▶ _TO BE DONE_:
- a) Do these statements agree with the HBase reply? Answer yes or no for each, quoting the words that decide it. (i) The reply recommends writing directly into HFiles. (ii) The reply says uploading into an empty table works well because load is spread evenly. (iii) The quoted message asks how to increase the number of map tasks for a job.
- b) Can you return the stretch of the HBase reply starting with "Other useful information" and going on through "HBase region servers.", word for word?

▶ _SELECTED EXCERPT_:
You are viewing a plain text version of this content. The canonical link for it is here.
Posted to user@hbase.apache.org by Jean-Daniel Cryans <jd...@apache.org> on 2010/01/12 22:45:03 UTC

Re: how to load big files into Hbase without crashing?

Michael,

This question should be addressed to the hbase-user mailing list as it
is strictly about HBase's usage of MapReduce, the framework itself
doen't have any knowledge of how the region servers are configured. I
CC'd it.

Uploading into an empty table is always a problem as you saw since
there's no load distribution. I would recommend instead to write
directly into HFiles as documented here:
http://hadoop.apache.org/hbase/docs/r0.20.2/api/org/apache/hadoop/hbase/mapreduce/package-summary.html#bulk

Other useful information for us: hbase/hadoop versions, hardware used,
optimizations used to do the insert, configuration files.

Thx,

J-D

On Tue, Jan 12, 2010 at 1:35 PM, Clements, Michael
<Mi...@disney.com> wrote:
> This leads to one quick & easy question: how does one reduce the number
> of map tasks for a job? My goal is to limit the # of Map tasks so they
> don't overwhelm the HBase region servers.

▶ _DATASET RECORDS_:

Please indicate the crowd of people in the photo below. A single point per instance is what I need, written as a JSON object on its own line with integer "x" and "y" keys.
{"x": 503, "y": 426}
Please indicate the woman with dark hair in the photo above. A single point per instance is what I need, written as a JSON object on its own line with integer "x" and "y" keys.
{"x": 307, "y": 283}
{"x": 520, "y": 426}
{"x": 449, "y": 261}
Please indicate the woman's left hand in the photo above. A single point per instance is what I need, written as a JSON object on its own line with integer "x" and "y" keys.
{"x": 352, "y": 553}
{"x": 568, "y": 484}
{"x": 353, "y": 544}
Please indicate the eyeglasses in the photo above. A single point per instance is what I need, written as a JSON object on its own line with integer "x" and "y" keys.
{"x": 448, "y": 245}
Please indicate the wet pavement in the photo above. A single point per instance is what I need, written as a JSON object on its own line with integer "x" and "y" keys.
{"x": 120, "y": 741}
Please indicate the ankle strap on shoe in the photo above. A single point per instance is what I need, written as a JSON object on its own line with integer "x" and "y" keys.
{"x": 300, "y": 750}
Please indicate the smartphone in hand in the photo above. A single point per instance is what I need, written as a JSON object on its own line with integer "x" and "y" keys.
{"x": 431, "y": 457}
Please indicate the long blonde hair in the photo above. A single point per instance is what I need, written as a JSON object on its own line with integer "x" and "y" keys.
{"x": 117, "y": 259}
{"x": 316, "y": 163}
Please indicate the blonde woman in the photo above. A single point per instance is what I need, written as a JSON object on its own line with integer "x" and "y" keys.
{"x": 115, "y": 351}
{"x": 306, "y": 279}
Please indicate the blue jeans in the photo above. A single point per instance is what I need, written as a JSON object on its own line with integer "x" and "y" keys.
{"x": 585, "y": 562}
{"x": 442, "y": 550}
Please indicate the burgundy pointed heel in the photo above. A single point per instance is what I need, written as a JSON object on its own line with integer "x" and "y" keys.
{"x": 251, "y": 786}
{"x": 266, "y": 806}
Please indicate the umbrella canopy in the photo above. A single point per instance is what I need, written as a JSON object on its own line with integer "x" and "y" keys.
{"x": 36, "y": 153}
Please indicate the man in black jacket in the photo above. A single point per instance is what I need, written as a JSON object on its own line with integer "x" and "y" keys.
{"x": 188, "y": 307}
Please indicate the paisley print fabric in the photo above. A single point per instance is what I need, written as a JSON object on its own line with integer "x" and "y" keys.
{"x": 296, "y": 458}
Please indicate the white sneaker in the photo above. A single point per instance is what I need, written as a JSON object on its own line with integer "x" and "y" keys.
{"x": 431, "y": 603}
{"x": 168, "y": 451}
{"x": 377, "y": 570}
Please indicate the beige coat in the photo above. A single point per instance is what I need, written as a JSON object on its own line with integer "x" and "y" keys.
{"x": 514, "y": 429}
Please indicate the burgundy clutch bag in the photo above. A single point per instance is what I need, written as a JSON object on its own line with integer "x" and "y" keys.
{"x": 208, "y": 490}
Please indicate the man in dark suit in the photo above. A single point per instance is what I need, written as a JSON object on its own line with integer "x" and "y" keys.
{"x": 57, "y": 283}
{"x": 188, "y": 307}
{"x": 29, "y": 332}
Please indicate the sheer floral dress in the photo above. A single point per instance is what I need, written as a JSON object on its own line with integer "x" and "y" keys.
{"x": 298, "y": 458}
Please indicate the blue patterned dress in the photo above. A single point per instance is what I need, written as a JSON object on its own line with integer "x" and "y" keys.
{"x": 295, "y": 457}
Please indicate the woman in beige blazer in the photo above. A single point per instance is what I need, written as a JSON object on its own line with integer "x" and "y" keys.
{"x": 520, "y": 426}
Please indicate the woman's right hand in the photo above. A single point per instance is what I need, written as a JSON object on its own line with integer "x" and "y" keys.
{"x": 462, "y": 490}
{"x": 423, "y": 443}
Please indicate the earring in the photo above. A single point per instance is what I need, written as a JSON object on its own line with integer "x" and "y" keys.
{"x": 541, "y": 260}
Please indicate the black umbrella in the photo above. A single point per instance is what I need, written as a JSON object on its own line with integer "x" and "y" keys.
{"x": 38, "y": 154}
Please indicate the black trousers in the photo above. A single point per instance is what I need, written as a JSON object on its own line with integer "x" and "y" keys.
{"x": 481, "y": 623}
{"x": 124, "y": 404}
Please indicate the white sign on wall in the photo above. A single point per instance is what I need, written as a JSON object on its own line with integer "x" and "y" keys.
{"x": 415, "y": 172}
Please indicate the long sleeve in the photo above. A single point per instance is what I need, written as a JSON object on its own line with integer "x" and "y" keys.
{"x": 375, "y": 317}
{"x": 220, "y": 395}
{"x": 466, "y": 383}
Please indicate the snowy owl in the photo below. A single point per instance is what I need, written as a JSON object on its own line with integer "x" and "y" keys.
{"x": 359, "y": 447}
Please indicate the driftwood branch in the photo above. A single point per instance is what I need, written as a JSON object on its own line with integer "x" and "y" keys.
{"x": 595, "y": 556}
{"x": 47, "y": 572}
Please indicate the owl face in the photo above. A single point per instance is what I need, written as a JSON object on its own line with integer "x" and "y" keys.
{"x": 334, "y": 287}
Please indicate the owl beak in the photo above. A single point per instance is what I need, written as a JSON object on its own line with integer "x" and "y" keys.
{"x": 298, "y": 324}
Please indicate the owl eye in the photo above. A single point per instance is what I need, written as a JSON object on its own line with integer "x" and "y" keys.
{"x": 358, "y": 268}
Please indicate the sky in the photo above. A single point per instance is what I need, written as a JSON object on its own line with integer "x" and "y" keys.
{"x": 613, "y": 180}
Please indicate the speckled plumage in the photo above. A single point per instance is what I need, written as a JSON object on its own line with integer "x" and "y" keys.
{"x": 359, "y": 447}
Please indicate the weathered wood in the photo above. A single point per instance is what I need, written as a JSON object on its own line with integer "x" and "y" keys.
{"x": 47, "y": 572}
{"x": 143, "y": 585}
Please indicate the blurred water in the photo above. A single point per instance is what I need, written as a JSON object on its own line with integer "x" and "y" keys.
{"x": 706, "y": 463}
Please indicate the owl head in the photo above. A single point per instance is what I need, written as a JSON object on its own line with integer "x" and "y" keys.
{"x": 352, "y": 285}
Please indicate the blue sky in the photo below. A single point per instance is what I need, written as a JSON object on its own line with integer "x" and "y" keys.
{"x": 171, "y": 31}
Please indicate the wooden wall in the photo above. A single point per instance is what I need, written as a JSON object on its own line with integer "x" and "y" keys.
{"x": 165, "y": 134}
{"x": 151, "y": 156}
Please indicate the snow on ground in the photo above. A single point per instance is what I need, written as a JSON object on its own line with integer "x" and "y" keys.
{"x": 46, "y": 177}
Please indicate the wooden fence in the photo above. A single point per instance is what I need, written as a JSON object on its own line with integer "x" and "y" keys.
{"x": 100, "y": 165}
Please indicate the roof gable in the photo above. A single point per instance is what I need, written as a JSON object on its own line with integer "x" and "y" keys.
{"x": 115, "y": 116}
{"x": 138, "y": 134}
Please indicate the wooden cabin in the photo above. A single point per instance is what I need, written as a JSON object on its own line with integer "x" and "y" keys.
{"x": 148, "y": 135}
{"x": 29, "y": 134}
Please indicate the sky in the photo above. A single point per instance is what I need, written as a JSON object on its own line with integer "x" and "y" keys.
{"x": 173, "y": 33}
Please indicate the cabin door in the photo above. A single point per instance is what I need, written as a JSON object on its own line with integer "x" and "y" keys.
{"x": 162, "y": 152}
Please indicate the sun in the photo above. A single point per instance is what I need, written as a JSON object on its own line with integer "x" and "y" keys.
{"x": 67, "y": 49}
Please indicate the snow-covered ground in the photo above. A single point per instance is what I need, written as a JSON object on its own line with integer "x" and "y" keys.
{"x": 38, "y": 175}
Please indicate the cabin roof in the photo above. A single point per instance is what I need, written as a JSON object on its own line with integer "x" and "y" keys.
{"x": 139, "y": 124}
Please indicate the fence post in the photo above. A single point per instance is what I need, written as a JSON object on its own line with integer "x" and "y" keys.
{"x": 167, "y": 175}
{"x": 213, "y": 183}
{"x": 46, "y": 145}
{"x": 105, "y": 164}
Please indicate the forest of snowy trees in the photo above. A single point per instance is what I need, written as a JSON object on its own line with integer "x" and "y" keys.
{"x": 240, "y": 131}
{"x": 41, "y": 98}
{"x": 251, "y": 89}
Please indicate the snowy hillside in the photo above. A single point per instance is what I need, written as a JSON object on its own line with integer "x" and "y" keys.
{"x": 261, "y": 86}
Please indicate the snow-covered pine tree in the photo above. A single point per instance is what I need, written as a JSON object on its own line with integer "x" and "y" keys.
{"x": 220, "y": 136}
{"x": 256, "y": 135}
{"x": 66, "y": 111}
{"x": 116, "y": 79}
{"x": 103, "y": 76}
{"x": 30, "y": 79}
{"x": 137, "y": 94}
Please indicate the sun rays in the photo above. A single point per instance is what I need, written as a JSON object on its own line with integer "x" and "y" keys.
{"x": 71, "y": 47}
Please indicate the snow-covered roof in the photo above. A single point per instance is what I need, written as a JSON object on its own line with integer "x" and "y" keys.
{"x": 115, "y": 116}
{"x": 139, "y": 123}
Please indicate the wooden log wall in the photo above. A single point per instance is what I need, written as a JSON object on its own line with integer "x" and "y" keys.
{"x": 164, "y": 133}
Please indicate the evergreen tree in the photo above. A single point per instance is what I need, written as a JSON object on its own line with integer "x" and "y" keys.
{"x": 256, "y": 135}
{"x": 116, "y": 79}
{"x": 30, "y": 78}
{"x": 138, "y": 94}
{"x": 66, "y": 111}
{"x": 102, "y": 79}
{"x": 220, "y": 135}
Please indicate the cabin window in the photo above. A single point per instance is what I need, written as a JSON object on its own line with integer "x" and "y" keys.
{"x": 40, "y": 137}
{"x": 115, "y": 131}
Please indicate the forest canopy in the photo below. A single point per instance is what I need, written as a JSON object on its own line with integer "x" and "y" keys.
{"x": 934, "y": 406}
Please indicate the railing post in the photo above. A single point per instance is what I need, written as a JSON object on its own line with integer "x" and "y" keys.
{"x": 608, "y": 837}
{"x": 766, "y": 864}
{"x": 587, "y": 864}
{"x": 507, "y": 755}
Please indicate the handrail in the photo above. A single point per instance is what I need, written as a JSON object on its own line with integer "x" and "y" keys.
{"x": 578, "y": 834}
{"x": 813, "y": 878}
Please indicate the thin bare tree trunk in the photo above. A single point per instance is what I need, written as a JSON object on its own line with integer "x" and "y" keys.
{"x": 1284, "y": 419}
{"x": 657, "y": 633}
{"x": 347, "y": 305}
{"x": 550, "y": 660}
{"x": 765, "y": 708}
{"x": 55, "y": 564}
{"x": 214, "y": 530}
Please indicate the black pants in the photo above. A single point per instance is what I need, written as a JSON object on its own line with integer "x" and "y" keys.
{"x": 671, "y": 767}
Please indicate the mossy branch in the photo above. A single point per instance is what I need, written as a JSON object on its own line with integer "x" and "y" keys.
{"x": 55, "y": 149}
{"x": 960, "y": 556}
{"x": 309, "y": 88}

▶ _COMPLETED EXERCISE_:
- a)
(i) Yes: "I would recommend instead to write"
(ii) No: "Uploading into an empty table is always a problem as you saw since"
(iii) No: "how does one reduce the number"

- b)
Other useful information for us: hbase/hadoop versions, hardware used,
optimizations used to do the insert, configuration files.

Thx,

J-D

On Tue, Jan 12, 2010 at 1:35 PM, Clements, Michael
<Mi...@disney.com> wrote:
> This leads to one quick & easy question: how does one reduce the number
> of map tasks for a job? My goal is to limit the # of Map tasks so they
> don't overwhelm the HBase region servers.